# WORK TO BE COMPLETED:
Make an exact copy of the listing underneath, skipping each picture.

◇ ◇ ◇ ◇ ◇ ◇ ◇

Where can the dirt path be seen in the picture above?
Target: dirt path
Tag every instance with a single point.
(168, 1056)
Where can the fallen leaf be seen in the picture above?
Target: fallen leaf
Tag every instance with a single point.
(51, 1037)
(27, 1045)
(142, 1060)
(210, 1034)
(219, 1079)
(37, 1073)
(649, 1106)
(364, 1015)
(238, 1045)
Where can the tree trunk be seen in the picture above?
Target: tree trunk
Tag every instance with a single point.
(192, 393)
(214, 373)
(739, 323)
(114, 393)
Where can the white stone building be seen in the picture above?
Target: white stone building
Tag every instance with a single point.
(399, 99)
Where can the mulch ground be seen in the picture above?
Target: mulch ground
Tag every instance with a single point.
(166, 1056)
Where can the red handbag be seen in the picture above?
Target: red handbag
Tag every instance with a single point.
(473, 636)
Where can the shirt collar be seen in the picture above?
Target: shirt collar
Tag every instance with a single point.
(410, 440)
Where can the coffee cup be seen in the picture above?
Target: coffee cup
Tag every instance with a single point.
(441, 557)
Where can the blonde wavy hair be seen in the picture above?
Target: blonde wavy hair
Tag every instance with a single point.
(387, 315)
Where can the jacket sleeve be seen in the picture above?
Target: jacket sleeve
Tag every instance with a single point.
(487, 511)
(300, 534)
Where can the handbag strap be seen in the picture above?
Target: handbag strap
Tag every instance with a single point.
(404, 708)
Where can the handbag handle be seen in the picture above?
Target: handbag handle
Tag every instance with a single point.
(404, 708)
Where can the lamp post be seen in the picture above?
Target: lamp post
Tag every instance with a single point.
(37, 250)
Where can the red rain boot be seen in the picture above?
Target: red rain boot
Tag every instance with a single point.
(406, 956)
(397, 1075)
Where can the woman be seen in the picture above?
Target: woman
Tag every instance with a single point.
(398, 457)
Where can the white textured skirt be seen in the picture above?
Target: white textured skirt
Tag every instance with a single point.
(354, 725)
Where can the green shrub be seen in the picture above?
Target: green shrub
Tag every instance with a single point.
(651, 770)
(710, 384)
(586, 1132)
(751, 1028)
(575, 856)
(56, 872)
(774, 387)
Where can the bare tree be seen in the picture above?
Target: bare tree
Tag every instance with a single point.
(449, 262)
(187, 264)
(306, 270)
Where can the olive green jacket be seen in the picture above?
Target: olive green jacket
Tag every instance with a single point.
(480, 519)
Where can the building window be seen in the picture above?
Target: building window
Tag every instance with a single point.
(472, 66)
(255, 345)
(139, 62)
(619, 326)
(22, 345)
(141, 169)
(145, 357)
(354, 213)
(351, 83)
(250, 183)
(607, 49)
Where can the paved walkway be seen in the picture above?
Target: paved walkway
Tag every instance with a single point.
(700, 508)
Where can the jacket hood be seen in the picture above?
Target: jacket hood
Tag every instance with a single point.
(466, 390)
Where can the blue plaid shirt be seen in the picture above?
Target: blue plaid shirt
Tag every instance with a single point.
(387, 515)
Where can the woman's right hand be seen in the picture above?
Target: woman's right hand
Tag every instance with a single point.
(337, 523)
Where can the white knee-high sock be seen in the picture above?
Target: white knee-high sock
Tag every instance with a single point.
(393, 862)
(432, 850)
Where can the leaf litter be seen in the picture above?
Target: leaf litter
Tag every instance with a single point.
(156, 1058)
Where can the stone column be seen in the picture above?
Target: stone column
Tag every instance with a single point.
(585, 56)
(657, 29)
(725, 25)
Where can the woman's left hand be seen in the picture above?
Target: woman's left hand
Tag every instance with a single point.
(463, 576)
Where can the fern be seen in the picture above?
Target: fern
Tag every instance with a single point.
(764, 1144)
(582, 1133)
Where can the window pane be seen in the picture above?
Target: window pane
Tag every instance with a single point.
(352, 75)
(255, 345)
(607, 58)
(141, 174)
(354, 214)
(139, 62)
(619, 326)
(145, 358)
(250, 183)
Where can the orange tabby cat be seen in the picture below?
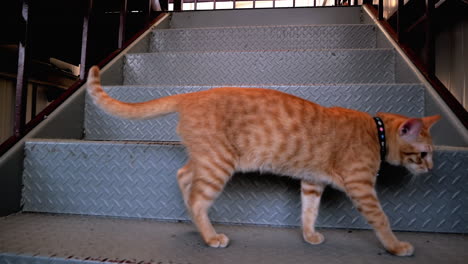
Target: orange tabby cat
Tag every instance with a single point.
(247, 129)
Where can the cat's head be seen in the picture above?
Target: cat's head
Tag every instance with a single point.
(410, 142)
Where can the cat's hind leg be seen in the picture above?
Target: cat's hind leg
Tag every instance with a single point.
(310, 200)
(208, 181)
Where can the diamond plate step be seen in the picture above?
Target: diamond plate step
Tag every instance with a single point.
(138, 180)
(265, 67)
(264, 38)
(405, 99)
(67, 239)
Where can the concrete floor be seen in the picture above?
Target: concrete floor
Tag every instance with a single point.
(65, 237)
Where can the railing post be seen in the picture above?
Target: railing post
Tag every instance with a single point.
(84, 39)
(22, 74)
(122, 23)
(164, 5)
(430, 41)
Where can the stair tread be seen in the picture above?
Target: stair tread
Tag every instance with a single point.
(268, 67)
(132, 179)
(100, 239)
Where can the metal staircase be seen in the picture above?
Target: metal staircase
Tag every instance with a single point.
(111, 195)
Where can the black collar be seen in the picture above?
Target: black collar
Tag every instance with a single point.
(381, 135)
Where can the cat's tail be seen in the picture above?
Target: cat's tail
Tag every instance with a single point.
(143, 110)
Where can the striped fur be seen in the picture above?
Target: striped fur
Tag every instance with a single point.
(248, 129)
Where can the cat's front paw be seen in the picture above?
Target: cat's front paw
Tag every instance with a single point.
(402, 249)
(313, 238)
(218, 241)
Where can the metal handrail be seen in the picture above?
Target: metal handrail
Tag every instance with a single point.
(21, 128)
(426, 64)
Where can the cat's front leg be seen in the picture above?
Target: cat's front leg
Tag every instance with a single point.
(362, 193)
(310, 199)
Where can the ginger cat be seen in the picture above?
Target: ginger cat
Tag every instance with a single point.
(248, 129)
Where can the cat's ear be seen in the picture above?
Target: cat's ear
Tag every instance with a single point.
(410, 129)
(429, 121)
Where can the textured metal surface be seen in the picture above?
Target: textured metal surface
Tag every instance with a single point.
(134, 241)
(405, 99)
(264, 38)
(138, 180)
(266, 67)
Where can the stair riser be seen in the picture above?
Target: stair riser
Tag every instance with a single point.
(402, 99)
(264, 38)
(268, 67)
(139, 180)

◇ ◇ ◇ ◇ ◇ ◇ ◇

# EXERCISE ANSWER:
Where can the dirt path be seen in the picture above?
Target: dirt path
Tag every instance with a single point.
(168, 1056)
Where can the fallen leaf be seen in the picture above?
Target: fallen leaf
Tag every instance with a single point.
(51, 1037)
(27, 1045)
(142, 1060)
(210, 1034)
(219, 1079)
(37, 1073)
(649, 1106)
(364, 1015)
(238, 1045)
Where can the tree trunk be seen in the picture above?
Target: tree trunk
Tag every instance with a single point.
(192, 393)
(214, 373)
(739, 323)
(114, 393)
Where can the white stone building be seen in the picture above?
Target: white stone building
Tag every instance with a single point.
(399, 99)
Where can the mulch ground be seen in the picture above?
Target: mulch ground
Tag every instance with a single point.
(166, 1056)
Where can the red handbag be seen in the picture above?
Target: red handbag
Tag every instance with a single point.
(473, 636)
Where can the shirt collar be seen in the picture above?
Target: shirt collar
Tag every instance with a single point.
(410, 440)
Where can the coffee cup be seen in the picture above?
Target: coffee cup
Tag every instance with a single point.
(441, 557)
Where can the blonde wavy hair be seen in the picture above?
Target: blonde wavy hair
Tag every instance with a single point.
(387, 315)
Where can the jacket sleeve be seen in the picture above?
Target: jacket sleeve
Tag every instance with a single point.
(487, 511)
(300, 534)
Where can the handbag strap be seen in the picture above?
Target: handbag strap
Tag every instance with a single point.
(404, 708)
Where can the handbag handle be seen in the picture above?
Target: handbag handle
Tag every instance with a single point.
(404, 708)
Where can the lamp post be seen in the picture above?
Target: lamp post
Tag every instance with a single point.
(37, 250)
Where can the red rain boot be seen in the picture above?
Target: red rain boot
Tag every instance with a single point.
(406, 956)
(397, 1075)
Where can the woman be seen in the picture above?
Target: woman
Tag every instance with a single point.
(398, 457)
Where can the white textured skirt be seen in the picture above?
Target: white textured skirt
Tag every instance with a single point.
(354, 725)
Where can the green shrub be seen in the picture above?
Target: green shrub
Tag every instance with a single point.
(651, 770)
(710, 384)
(586, 1132)
(751, 1028)
(575, 856)
(56, 872)
(774, 387)
Where can the bare tree be seen in the picture above?
Target: bare tree
Tag every instance with a single point.
(449, 262)
(187, 264)
(306, 270)
Where can the olive green jacket be seen in the picture above?
Target: olive green jacket
Tag every instance with a single point.
(480, 519)
Where can the building window be seen in the picture above?
Target: building window
Tag every instance with a single point.
(472, 66)
(255, 345)
(139, 62)
(619, 326)
(22, 345)
(141, 169)
(145, 357)
(354, 213)
(351, 83)
(250, 183)
(607, 49)
Where can the paved walkway be seen in the picture above?
Target: paved walkway
Tag every instance with a single point.
(700, 508)
Where can the jacket hood be seen in the picture above?
Target: jacket hood
Tag every instance with a single point.
(466, 390)
Where can the blue plaid shirt be seen in the picture above?
Target: blue plaid shirt
Tag every instance with a single point.
(387, 515)
Where can the woman's right hand be seen in the picture above?
Target: woman's right hand
Tag every instance with a single point.
(337, 523)
Where can the white knee-high sock be seen in the picture above?
Target: white knee-high sock
Tag every instance with a single point.
(393, 862)
(432, 850)
Where can the leaf litter be seen in the picture above?
Target: leaf litter
Tag every instance with a single point.
(156, 1058)
Where can the stone column be seen in the picture above?
Target: stone column
Tag every instance with a single point.
(585, 56)
(657, 29)
(725, 25)
Where can the woman's left hand be seen in the picture above?
Target: woman's left hand
Tag every instance with a single point.
(463, 576)
Where can the fern be seen in the picture above?
Target: fern
Tag every instance with a single point.
(764, 1144)
(582, 1133)
Where can the window pane be seen in the picture above?
Target: window pane
Tag every instance with a single point.
(352, 75)
(255, 345)
(607, 58)
(141, 174)
(354, 214)
(139, 62)
(619, 326)
(145, 358)
(250, 183)
Where can the orange tabby cat be seen in the picture below?
Target: orange tabby cat
Tag every instance with a single point.
(247, 129)
Where can the cat's head be seen in the picture above?
Target: cat's head
Tag every instance with a single point.
(410, 142)
Where can the cat's hind leg be seen in the picture above?
Target: cat's hind leg
Tag every instance with a single point.
(310, 200)
(208, 181)
Where can the diamond plate step be seen in the picture above?
Target: diamond plate step
Tag every instance with a single point.
(138, 180)
(265, 67)
(264, 38)
(405, 99)
(67, 239)
Where can the concrete floor be seen in the picture above?
Target: concrete floor
Tag every instance with a single point.
(65, 237)
Where can the railing post be seen in the picture above?
Target: railing post
Tag every instance with a single point.
(84, 39)
(22, 74)
(122, 23)
(164, 5)
(430, 41)
Where can the stair tread be seen in the picture above?
Target: stair tread
Tag every instance with a single point.
(268, 67)
(132, 179)
(100, 239)
Where can the metal staircase be seen in the picture above?
Target: metal staircase
Tag every instance with a single point.
(111, 195)
Where can the black collar be seen in the picture above?
Target: black collar
Tag every instance with a single point.
(381, 135)
Where can the cat's tail be seen in the picture above?
Target: cat's tail
Tag every instance with a single point.
(143, 110)
Where can the striped fur be seen in the picture above?
Target: striped fur
Tag every instance with a single point.
(248, 129)
Where can the cat's front paw be seen in the picture above?
Target: cat's front paw
Tag every instance with a single point.
(402, 249)
(313, 238)
(218, 241)
Where can the metal handrail be seen in the picture above?
Target: metal handrail
Tag every instance with a single point.
(21, 128)
(426, 64)
Where can the cat's front leg be seen in the picture above?
Target: cat's front leg
Tag every instance with a single point.
(362, 193)
(310, 199)
Where can the ginger cat be seen in the picture above?
Target: ginger cat
Tag every instance with a single point.
(248, 129)
Where can the cat's ear be seen in the picture above?
Target: cat's ear
Tag every instance with a single point.
(410, 129)
(429, 121)
Where can the textured metal surface be seen in the picture above?
Target: textured metal surface
Tag every instance with a single point.
(134, 241)
(405, 99)
(264, 38)
(138, 180)
(266, 67)
Where can the stair riser be seen in the picture above?
Target: stair riser
Tag every instance with a single point.
(402, 99)
(264, 38)
(268, 67)
(139, 180)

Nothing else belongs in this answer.